▶ **RECORDS PROVIDED**:
* START *
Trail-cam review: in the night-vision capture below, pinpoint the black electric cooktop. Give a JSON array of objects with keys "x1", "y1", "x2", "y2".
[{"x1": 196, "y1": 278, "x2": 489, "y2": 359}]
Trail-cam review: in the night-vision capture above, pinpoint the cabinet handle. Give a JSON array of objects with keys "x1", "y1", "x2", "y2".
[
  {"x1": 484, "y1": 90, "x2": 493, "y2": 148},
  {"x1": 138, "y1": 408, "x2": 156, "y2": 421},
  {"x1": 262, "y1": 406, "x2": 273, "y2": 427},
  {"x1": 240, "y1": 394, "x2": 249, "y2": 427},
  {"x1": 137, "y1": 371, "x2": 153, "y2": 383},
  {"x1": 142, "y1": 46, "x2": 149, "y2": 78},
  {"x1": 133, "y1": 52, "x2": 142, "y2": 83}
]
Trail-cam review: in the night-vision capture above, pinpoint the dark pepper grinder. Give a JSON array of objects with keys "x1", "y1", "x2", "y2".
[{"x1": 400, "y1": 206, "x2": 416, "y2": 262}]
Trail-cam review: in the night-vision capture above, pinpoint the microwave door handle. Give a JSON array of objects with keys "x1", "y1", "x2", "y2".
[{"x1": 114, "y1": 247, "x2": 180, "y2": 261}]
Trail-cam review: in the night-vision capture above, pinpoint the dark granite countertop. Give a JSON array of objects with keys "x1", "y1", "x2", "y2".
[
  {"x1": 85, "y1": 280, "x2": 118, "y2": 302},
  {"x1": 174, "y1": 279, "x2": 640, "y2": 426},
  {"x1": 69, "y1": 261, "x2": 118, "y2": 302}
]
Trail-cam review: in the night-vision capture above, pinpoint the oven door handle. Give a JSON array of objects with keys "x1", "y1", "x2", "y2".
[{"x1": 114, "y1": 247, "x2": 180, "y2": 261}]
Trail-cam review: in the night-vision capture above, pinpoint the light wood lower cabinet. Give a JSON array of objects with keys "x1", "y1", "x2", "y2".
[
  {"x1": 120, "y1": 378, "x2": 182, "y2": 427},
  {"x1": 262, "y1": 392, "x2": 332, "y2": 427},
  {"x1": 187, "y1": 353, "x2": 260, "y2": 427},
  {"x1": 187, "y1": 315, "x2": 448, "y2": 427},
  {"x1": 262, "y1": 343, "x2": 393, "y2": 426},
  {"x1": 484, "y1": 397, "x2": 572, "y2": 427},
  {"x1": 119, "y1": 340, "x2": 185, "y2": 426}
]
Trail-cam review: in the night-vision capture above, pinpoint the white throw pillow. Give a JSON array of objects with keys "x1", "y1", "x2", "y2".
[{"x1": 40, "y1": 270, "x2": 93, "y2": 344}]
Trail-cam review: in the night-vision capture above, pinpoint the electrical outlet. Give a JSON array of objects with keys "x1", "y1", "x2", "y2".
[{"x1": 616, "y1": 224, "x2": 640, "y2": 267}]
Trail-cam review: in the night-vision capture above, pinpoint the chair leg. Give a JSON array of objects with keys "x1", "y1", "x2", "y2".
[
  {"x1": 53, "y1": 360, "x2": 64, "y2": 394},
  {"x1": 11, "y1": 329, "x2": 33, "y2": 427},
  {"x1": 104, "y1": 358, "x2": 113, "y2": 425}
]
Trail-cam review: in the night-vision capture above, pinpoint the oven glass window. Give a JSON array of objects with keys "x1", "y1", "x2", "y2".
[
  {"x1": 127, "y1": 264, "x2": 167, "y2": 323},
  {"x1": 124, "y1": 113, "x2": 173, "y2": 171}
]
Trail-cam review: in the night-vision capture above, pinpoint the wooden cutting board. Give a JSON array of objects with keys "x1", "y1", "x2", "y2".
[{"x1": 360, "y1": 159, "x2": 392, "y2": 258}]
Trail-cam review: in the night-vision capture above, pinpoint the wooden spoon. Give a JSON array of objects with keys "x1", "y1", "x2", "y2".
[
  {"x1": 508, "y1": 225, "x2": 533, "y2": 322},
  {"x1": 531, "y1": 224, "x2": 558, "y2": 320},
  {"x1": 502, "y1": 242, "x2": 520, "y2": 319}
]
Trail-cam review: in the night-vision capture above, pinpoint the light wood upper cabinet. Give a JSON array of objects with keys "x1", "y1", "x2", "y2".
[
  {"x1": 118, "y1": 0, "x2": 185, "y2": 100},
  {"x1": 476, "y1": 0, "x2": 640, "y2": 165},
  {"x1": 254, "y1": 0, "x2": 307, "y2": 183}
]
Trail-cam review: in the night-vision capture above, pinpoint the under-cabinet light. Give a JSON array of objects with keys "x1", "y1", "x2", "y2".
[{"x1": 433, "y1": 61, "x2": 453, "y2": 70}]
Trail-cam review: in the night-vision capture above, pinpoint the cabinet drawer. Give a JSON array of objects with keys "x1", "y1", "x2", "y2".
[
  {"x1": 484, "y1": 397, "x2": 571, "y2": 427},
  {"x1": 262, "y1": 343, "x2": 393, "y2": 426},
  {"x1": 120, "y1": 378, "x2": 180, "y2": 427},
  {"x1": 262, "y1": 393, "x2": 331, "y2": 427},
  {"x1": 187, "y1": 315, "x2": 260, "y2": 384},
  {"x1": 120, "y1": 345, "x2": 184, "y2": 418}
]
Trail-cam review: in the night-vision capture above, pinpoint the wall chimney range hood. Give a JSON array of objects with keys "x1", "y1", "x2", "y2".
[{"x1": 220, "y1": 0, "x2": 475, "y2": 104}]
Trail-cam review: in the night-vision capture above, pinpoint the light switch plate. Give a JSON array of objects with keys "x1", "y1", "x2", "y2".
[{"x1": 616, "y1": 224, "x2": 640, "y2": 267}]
* END *
▶ **WRITTEN INSTRUCTION**:
Pick out each line of the rows above that contains the word "dark" and copy it. Case counts.

▶ **TASK SOLUTION**:
Trail-cam review: in the night-vision capture above, pinpoint the dark pepper grinder. Give a JSON array of objects with keys "x1", "y1", "x2", "y2".
Trail-cam review: in the night-vision capture above, pinpoint the dark granite countertop. Give a JSON array of objects with keys "x1", "y1", "x2", "y2".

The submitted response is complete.